Begin Task inputs
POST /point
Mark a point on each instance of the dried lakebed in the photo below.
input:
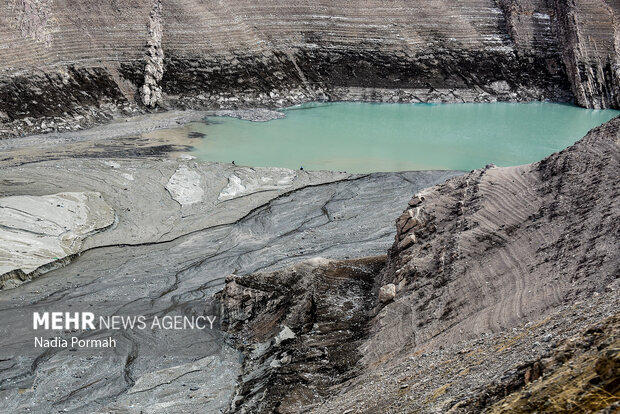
(181, 227)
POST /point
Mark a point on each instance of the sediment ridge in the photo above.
(496, 279)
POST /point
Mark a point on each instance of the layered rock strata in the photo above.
(67, 65)
(489, 273)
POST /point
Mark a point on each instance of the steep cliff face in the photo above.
(589, 33)
(92, 59)
(519, 240)
(495, 279)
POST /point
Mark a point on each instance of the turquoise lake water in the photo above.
(367, 137)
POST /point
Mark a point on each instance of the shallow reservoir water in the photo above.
(367, 137)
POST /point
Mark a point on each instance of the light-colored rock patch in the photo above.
(37, 230)
(185, 187)
(245, 181)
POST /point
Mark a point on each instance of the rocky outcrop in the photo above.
(36, 233)
(300, 329)
(242, 54)
(154, 69)
(589, 32)
(495, 280)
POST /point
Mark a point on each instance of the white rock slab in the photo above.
(247, 180)
(185, 186)
(37, 230)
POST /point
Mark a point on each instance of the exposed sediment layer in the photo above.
(38, 230)
(244, 54)
(174, 242)
(489, 272)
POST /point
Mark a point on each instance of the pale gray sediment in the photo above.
(170, 250)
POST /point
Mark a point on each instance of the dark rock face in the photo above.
(495, 281)
(241, 54)
(520, 239)
(300, 329)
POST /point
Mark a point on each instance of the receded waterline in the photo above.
(368, 137)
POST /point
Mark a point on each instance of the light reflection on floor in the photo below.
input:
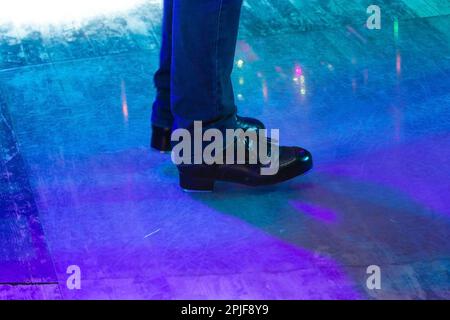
End Task inputs
§ Exercise requirements
How many lines in the rows above contain the string "face", matching case exactly? Reply with the number alone.

§ Solution
2